* [Written request]: Retype the material word for word.

##### Stored records

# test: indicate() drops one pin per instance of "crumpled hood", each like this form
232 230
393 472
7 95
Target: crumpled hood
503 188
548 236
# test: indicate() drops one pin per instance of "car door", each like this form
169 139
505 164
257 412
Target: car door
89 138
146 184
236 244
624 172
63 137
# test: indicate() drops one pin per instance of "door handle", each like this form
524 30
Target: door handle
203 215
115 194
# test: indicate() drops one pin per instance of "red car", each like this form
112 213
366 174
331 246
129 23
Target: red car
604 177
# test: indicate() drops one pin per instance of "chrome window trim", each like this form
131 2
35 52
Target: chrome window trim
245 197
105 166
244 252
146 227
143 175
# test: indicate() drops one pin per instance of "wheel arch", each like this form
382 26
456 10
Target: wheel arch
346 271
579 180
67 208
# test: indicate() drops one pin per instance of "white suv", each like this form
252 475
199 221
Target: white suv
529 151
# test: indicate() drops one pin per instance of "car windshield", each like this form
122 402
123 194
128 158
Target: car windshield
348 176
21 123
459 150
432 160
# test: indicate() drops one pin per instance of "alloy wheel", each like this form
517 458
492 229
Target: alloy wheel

##########

* [Complete answer]:
# test: indicate() drops one pin per instance of "crumpled hood", each like this form
232 230
393 472
7 95
Target: crumpled hood
503 188
548 236
# test: indicate() drops one pin per instance of "car door", each like this form
169 139
505 164
257 412
Target: car door
89 138
146 184
236 244
624 172
63 137
# test: indicate() drops one pin per instance of "door handle", each like this form
524 30
Target: door handle
203 215
115 194
# test: indicate() drops one pin per instance of "red car", each like this form
112 213
366 174
331 246
129 23
Target: red car
604 177
# test: indicate() drops one pin per instance of "chrome window trim", each like this form
131 2
35 52
Target: chrome window trim
245 197
105 166
244 252
146 227
143 175
# test: indicate() drops one pin per instance of "wheel arch", each like this form
382 26
456 10
Target: wheel arch
346 271
579 180
67 208
# test: indicate() drops one pin per instance of "white suv", each like this form
252 475
199 221
Target: white suv
529 151
# test: indicate() drops one pin per instance of "car windshield", each like this form
122 402
123 194
128 158
Target: car windshield
348 176
21 123
459 150
432 160
# test: indicate() drops one pin per instance of "alloy wheel", each like this form
517 458
492 229
Target: alloy wheel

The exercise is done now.